▶ **Job**:
Set every record down verbatim and omit the pictures.

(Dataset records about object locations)
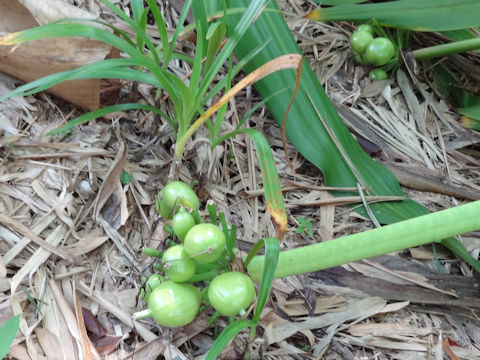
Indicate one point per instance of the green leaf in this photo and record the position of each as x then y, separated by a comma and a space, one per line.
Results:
272, 250
125, 178
8, 332
418, 15
271, 181
225, 337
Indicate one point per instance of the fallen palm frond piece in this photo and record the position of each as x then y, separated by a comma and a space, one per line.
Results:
418, 15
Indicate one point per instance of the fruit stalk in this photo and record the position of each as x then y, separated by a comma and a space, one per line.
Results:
398, 236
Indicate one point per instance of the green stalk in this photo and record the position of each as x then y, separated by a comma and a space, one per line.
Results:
446, 49
402, 235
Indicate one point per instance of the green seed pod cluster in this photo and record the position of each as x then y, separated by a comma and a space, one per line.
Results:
370, 50
199, 259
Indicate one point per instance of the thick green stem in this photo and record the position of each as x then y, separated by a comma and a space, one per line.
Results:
446, 49
402, 235
142, 314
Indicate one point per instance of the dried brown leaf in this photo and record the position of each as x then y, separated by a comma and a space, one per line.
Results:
105, 345
111, 180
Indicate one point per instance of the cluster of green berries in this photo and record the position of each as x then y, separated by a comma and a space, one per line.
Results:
176, 301
369, 50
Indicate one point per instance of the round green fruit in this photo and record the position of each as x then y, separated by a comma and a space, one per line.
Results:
205, 242
360, 40
231, 293
177, 264
377, 74
365, 27
182, 222
379, 51
173, 305
147, 286
173, 195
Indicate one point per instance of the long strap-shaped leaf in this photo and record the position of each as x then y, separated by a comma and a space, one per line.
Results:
418, 15
308, 133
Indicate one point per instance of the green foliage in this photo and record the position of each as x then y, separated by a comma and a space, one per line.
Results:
147, 63
8, 332
304, 226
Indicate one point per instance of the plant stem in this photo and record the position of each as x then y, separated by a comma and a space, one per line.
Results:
398, 236
152, 252
142, 314
446, 49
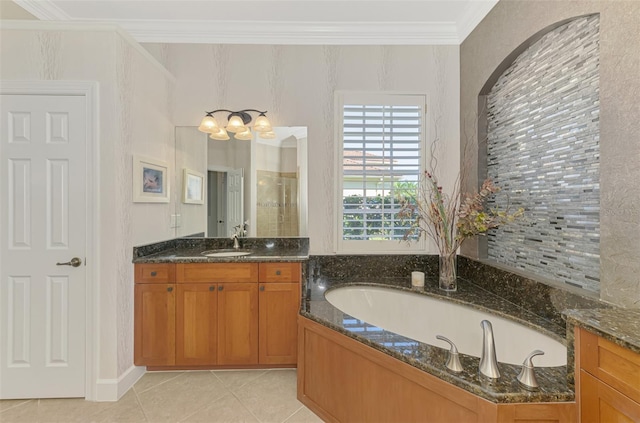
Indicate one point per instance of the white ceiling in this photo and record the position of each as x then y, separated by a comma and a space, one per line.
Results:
276, 21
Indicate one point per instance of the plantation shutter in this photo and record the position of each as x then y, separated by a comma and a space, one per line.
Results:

▶ **Solution for this task**:
Indicate one point per instance of the green leaf in this photo and record the position of each as x then y, separated by a comma and a space, one per line.
Results:
272, 250
125, 178
8, 332
418, 15
271, 181
225, 337
Indicate one point per instance of the fallen palm frond piece in this photo and record the position of each as x then y, separated by a comma and a space, one per line.
Results:
418, 15
Indicate one point per instance of the fruit stalk in this photo and record the position of each as x then y, separated by a comma and a space, one per line.
Results:
398, 236
Indicate one point per instance of the green stalk in this photo and record the position of each as x then y, separated by a comma and a space, one per line.
Results:
446, 49
402, 235
Indicate one point per instance of the green seed pod cluster in this photo and record the position of each as x then y, separated by a comma and a space, one per line.
Results:
370, 50
199, 259
Indicate one point per instance of the thick green stem in this photo and record the position of each as x then y, separated by a comma and a space, one per line.
Results:
446, 49
402, 235
142, 314
Indicate one point per instance of the dried brown leaf in this photo and record the position of each as x then y, separated by a comma and a space, one per line.
Results:
105, 345
111, 180
Indicate one point per instance of the cluster of green berries in this photo and record the position of each as x then y, separated by a comma and a space, one per line.
Results:
176, 301
369, 50
Indicate one point per instance of the round green fruit in this photo and record the position of each as x then y, separated by a comma and a space, one per line.
Results:
205, 242
360, 40
231, 293
177, 264
377, 74
365, 27
182, 222
379, 51
173, 305
147, 286
173, 195
Indicate one point per instance of the long strap-shaped leaf in this photo and record the position of each as x then y, separated by a comma and a space, one per line.
Results:
418, 15
308, 133
Indicate one point per instance of the green foliage in this photo and record the position of each as x then y, separated by a comma and a space, one per line.
Results:
147, 63
8, 332
304, 226
Indicate one point per instance of the plant stem in this photo and record the position of each as x then y, separated by a comma and a space, one per line.
Results:
398, 236
152, 252
142, 314
446, 49
Indicate one point per instance of the white ceiling in this photo and record the position of each as x then y, separated by a comma and a space, one per line.
Results:
276, 21
Indicate one point per instance of the plantation shutter in this photo and record the position of each as x then y, separated by a comma and a space, one per line.
Results:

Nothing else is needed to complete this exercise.